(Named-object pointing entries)
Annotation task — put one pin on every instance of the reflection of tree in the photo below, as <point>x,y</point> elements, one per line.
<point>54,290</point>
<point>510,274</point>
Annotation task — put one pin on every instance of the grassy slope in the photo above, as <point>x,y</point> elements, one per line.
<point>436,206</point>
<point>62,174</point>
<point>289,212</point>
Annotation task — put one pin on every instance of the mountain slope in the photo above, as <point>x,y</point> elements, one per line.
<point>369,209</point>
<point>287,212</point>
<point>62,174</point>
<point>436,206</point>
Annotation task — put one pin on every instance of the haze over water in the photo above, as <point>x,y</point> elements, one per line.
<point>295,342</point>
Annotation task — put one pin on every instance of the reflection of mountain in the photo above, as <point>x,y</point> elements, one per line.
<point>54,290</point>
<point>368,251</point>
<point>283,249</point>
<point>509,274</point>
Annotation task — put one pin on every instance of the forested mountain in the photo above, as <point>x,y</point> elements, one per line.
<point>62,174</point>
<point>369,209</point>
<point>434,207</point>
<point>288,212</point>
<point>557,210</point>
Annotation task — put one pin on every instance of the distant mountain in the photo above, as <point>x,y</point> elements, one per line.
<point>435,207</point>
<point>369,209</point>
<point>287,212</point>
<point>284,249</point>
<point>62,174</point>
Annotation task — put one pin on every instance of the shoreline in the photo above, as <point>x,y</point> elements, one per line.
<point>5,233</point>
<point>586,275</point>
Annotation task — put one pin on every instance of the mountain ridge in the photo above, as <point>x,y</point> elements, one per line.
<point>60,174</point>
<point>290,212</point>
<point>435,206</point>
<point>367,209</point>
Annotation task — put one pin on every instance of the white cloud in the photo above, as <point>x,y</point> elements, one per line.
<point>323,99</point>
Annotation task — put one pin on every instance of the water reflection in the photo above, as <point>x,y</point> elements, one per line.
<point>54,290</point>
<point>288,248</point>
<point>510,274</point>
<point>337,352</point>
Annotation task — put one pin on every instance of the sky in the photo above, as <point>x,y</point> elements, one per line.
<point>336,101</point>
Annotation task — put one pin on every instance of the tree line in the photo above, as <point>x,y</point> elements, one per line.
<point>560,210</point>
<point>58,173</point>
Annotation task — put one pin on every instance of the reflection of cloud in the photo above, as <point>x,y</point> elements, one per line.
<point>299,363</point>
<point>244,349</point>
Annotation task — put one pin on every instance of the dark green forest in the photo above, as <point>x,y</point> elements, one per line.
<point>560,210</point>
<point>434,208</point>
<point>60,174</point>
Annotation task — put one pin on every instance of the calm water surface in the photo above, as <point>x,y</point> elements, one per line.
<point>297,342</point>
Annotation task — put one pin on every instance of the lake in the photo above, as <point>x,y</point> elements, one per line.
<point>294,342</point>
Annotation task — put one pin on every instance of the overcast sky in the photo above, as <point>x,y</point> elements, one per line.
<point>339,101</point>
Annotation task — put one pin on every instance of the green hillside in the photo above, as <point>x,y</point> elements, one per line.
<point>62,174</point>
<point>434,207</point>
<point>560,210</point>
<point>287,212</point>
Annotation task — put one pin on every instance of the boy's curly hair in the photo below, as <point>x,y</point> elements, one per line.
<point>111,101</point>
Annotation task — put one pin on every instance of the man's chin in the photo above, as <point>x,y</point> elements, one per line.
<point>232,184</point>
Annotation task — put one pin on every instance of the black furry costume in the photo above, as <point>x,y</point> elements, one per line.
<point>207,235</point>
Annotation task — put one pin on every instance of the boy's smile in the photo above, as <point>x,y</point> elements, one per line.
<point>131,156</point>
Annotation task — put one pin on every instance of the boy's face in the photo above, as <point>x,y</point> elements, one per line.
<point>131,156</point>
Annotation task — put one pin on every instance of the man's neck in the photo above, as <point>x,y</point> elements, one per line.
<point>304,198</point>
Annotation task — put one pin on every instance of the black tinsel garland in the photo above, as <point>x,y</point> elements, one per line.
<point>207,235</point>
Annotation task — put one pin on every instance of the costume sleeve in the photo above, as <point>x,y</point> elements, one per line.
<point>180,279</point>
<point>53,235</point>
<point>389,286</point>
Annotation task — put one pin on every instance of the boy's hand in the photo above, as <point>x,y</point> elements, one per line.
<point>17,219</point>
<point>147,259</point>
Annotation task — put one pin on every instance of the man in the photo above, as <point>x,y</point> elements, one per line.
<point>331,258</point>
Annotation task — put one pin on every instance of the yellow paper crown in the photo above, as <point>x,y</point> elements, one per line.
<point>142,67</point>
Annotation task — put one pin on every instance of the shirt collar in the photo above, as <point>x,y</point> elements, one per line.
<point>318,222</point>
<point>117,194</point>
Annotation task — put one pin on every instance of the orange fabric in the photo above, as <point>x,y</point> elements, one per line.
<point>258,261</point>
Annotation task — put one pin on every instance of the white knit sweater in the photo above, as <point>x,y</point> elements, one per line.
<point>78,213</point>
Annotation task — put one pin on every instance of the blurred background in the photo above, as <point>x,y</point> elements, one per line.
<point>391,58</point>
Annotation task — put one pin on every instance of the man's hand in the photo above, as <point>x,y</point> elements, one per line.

• _WHAT IS BEING ASKED_: Update the entries starting at the line that contains "the mountain ridge" and ending at the line that contains "<point>294,342</point>" by changing "pin" to "marker" and keeping everything else the same. Give back only those lines.

• _FINISHED TASK_:
Annotation task — put one marker on every instance of the mountain ridge in the photo above, as <point>x,y</point> elements, one per line.
<point>60,174</point>
<point>290,212</point>
<point>435,206</point>
<point>367,209</point>
Annotation task — put one marker on every instance of the white cloud in the photo above, as <point>x,y</point> elements, one per line.
<point>323,99</point>
Annotation task — put one marker on every instance of the water reflection in the photo above, as <point>x,y</point> elements, one per line.
<point>54,290</point>
<point>288,248</point>
<point>510,274</point>
<point>337,352</point>
Annotation task — put one marker on every instance of the sky in the photo above, as <point>x,y</point> elements, one per line.
<point>336,101</point>
Annotation task — put one marker on every instance of the tree line in the photo above, as <point>x,y</point> elements, one per line.
<point>560,210</point>
<point>58,173</point>
Annotation task — put one marker on every instance of the reflection of cloud in the photo above, as <point>x,y</point> elements, one per line.
<point>299,363</point>
<point>244,349</point>
Annotation task — put one marker on every instance of the dark green forest in the photo above, as <point>x,y</point> elements, one per line.
<point>560,210</point>
<point>434,208</point>
<point>60,174</point>
Annotation task — put one marker on every instance of the calm water surface in the photo above, as <point>x,y</point> elements, one per line.
<point>297,342</point>
Annotation task — put one marker on every instance of the lake in the photo above, as <point>x,y</point> elements, one per line.
<point>294,342</point>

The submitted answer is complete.